MUSCATINE, IA - It’s time for American offices to go green. It’s not that hard to do. It just takes planning and commitment.

Businesses consume vast amounts of resources. Statistics from the Worldwatch Institute, an independent environmental research organization, show that companies in the United States inefficiently use 30 million trees and 12.5 percent of all domestic electricity annually. Yet most companies have been slow to incorporate environmental stewardship in goals and initiatives.

“A variety of new technologies, ’green’ products and plenty of benchmarking studies can easily help shape today’s workplace culture into one that focuses more on environmental stewardship beyond the ubiquitous blue recycling bin,” said Mindy Billingsley, Product Business Manager / Environmental and Sustainable Initiatives for The HON Company, a leader in the design and manufacturing of sustainable office furniture. “You want to recycle, of course, but you also want to reduce waste, conserve energy and purchase smarter. And to do this, everyone in the company must be on board and actively participate in the initiative.”
Getting Started

Billingsley recommends beginning your commitment to “going green” by writing an environmental vision statement. “All players from the CEO to part-time employees need to understand, and buy into, the company’s environmental mission and goals,” she said. “State your intention to respect the environment in the design, production and distribution of your products and/or services and strive to go beyond compliance.”

Next, create an “environmental” team of employees who will promote the mission and goals throughout the company. They can head up internal education programs, tout environmental purchasing efforts and track the initiative’s success in their respective departments.

Also involve your vendors and customers. Seek out vendors who use environmentally responsible manufacturing processes, offer green products and run their business with a similar vision as your own. Explain your environmental stewardship vision to customers and encourage them to become involved in a similar program.

Reducing Waste

Waste reduction is the biggest initiative any company can undertake while going green -- wasted materials are wasted money.

_Excerpted data_.
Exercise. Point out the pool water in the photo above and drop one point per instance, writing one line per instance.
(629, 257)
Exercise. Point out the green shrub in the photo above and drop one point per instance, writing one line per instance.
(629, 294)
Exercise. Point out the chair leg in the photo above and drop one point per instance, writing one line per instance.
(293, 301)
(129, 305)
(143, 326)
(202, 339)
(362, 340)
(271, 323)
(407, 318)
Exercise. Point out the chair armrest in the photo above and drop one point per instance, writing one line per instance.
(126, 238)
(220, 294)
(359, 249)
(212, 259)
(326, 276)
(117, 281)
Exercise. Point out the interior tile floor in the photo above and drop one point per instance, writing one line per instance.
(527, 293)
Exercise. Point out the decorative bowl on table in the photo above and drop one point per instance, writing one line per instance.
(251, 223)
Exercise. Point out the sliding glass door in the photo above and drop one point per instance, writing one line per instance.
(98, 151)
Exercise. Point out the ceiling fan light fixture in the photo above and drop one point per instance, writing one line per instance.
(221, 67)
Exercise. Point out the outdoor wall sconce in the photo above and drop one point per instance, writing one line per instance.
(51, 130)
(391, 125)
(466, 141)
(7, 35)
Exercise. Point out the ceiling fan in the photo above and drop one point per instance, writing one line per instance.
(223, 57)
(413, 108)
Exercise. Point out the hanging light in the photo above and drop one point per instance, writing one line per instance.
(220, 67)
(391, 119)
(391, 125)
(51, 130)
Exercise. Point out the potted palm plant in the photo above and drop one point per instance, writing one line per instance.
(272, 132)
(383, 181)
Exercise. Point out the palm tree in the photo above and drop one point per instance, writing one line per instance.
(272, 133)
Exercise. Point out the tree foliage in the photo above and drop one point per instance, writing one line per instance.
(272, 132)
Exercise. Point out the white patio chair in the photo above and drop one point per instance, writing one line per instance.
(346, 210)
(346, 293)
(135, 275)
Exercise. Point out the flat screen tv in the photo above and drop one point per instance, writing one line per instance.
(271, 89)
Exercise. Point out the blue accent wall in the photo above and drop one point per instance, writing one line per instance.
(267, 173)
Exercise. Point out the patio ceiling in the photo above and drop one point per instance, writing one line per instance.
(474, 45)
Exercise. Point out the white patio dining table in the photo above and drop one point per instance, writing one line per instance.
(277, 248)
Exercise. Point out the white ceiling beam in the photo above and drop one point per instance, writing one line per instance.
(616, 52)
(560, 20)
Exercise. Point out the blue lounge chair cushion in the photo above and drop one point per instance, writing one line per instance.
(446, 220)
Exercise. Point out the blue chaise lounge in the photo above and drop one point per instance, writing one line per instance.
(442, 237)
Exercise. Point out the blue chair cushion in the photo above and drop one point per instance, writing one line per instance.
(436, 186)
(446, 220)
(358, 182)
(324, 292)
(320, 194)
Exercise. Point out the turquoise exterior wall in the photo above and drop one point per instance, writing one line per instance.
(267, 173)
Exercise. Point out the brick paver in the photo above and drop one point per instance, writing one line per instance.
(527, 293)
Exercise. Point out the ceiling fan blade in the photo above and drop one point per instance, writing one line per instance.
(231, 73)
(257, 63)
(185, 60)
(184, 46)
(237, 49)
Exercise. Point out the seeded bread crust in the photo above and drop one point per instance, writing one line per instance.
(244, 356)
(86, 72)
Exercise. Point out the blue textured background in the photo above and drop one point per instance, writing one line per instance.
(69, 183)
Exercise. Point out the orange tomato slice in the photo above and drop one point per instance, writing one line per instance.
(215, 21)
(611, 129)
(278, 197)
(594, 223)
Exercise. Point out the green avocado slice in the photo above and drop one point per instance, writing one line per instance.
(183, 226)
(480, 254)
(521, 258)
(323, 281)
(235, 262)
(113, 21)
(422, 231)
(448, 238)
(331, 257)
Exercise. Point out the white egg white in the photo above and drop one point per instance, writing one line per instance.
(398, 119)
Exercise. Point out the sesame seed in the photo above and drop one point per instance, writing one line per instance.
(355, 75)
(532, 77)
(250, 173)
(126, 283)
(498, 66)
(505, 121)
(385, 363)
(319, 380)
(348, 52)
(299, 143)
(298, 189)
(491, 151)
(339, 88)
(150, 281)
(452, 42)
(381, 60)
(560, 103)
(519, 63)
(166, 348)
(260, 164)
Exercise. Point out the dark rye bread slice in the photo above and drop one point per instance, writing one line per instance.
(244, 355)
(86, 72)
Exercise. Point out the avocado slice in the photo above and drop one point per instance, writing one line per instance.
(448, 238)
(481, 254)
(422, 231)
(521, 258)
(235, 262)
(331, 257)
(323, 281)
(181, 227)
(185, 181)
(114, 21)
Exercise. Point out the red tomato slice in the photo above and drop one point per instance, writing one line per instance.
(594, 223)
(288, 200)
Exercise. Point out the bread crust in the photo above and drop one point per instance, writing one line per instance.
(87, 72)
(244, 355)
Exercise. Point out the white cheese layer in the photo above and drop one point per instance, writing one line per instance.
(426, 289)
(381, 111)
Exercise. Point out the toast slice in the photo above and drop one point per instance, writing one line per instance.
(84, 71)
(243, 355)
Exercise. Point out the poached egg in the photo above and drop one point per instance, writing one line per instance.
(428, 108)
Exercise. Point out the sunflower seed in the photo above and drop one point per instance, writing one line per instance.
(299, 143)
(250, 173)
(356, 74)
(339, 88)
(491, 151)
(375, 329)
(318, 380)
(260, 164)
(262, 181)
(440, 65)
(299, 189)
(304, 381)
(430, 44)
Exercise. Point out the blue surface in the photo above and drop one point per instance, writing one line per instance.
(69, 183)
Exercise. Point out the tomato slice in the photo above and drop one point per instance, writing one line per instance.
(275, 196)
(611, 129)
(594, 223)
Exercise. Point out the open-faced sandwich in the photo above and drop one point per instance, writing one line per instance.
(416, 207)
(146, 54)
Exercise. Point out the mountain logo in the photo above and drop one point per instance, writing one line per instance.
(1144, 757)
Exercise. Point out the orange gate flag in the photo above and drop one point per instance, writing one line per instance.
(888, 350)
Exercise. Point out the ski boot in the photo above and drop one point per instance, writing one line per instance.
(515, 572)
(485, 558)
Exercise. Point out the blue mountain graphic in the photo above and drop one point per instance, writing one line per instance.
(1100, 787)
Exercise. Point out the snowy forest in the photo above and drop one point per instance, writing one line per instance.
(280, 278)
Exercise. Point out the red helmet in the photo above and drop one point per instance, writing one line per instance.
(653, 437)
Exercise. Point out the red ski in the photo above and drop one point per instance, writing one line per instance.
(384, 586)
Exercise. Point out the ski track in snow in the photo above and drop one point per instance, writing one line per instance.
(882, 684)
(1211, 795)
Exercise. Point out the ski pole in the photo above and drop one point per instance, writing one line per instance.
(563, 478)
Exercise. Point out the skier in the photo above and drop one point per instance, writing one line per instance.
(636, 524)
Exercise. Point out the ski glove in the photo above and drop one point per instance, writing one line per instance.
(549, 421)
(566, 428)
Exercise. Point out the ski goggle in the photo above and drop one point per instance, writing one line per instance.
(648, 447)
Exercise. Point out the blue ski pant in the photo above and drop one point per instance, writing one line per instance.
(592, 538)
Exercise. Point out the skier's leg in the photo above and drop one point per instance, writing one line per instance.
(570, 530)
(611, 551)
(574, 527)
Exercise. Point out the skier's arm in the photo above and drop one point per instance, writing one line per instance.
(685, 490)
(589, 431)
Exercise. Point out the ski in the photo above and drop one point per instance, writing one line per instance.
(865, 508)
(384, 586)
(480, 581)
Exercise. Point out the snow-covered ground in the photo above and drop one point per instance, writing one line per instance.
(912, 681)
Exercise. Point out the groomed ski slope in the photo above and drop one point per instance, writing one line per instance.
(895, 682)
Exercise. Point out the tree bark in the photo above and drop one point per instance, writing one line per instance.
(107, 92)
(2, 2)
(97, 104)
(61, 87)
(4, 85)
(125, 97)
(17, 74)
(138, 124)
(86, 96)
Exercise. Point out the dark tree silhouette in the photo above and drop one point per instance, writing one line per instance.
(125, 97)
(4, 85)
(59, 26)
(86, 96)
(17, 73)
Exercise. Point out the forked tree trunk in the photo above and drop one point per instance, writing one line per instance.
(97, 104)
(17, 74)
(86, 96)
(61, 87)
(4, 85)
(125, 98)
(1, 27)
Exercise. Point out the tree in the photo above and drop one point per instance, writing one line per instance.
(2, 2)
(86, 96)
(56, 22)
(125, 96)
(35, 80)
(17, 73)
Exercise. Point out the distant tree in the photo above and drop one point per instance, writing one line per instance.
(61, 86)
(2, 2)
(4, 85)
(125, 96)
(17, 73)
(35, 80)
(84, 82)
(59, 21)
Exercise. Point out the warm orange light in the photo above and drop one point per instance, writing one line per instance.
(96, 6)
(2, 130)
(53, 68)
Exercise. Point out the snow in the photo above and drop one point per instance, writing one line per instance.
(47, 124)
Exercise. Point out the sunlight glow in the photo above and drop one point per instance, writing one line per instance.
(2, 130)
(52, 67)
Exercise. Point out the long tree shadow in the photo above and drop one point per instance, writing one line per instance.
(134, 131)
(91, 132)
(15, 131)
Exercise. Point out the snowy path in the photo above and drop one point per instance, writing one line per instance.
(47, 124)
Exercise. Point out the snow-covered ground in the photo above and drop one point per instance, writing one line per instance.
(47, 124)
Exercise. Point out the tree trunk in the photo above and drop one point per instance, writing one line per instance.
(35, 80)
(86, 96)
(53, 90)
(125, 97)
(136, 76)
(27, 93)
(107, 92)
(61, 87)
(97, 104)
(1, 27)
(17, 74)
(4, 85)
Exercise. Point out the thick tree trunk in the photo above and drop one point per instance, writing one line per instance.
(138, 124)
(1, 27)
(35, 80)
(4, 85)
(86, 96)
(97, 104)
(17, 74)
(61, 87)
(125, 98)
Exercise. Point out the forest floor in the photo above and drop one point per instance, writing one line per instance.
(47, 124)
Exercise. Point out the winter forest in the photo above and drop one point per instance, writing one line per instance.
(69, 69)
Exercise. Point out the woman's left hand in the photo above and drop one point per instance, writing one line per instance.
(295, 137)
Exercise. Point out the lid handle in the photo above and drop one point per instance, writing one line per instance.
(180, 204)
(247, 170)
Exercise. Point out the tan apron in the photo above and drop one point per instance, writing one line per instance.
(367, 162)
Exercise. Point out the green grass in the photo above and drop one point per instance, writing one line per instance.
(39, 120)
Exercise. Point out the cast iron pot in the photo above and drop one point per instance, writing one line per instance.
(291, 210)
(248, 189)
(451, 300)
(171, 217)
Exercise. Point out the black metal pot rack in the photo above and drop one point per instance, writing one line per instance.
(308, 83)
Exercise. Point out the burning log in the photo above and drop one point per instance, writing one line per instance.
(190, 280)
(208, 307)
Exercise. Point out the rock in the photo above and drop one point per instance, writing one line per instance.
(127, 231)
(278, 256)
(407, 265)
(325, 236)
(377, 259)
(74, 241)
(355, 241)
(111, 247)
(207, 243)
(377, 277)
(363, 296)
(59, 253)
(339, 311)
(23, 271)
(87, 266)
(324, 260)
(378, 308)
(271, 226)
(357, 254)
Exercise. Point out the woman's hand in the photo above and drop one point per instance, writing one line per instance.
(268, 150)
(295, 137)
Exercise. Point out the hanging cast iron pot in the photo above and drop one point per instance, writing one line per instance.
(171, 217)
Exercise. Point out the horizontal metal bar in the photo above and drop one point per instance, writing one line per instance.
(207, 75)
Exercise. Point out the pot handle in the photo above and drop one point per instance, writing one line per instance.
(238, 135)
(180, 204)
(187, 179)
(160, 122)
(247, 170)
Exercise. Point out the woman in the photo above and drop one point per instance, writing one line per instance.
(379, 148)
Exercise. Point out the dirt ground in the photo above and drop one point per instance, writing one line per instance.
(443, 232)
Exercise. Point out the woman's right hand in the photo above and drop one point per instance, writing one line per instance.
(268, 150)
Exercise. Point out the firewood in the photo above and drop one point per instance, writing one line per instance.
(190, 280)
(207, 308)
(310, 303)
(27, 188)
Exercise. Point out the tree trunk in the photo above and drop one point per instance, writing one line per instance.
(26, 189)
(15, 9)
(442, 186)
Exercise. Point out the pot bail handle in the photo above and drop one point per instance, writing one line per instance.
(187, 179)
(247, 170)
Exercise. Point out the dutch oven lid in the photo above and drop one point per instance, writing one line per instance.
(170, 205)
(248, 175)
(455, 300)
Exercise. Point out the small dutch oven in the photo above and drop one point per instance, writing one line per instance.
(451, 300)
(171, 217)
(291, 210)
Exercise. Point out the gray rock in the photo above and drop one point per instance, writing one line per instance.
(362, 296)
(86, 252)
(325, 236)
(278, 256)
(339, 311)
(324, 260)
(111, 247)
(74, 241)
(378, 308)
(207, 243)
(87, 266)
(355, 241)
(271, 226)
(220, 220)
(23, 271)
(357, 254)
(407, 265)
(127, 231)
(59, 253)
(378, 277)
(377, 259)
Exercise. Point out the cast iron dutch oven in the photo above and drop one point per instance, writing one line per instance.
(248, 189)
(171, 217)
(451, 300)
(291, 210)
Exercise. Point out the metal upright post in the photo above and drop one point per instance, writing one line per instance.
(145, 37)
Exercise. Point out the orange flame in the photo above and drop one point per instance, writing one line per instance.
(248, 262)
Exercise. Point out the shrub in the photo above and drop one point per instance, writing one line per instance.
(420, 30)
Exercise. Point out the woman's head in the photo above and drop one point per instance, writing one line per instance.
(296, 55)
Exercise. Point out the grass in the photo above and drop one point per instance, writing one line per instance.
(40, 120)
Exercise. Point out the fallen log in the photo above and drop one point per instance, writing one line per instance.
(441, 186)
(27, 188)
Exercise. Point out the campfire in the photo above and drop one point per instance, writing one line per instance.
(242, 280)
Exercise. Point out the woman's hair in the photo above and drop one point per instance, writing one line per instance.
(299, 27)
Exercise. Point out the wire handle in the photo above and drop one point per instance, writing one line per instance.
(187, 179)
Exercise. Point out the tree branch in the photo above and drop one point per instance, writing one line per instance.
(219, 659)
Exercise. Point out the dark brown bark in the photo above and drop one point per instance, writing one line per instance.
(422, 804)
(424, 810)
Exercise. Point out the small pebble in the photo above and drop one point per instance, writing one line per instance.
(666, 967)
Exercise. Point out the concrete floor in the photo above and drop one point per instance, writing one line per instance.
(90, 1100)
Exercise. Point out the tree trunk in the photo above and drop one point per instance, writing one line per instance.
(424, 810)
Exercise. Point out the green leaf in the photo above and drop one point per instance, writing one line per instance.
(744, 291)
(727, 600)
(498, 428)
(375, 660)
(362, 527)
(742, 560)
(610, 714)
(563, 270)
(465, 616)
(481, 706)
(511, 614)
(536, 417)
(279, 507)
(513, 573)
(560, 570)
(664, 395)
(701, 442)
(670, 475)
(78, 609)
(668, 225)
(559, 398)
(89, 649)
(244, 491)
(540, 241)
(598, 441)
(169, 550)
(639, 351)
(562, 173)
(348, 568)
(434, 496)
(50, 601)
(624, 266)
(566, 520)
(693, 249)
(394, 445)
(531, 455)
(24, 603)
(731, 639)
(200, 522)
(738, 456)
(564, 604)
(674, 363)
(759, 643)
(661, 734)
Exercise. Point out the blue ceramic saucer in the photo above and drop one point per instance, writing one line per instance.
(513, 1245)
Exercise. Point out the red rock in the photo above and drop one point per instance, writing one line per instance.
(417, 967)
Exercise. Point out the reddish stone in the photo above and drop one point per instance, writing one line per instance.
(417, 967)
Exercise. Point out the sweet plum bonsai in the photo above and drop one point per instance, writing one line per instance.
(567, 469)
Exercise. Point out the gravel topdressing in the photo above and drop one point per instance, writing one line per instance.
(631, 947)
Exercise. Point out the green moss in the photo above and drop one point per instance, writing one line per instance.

_What to produce_.
Please copy out, word for word, the part of the article on greening offices that opens with the words containing "Businesses consume vast" and closes with "goals and initiatives.". The lines above stand apart from the article on greening offices.

_Full solution_.
Businesses consume vast amounts of resources. Statistics from the Worldwatch Institute, an independent environmental research organization, show that companies in the United States inefficiently use 30 million trees and 12.5 percent of all domestic electricity annually. Yet most companies have been slow to incorporate environmental stewardship in goals and initiatives.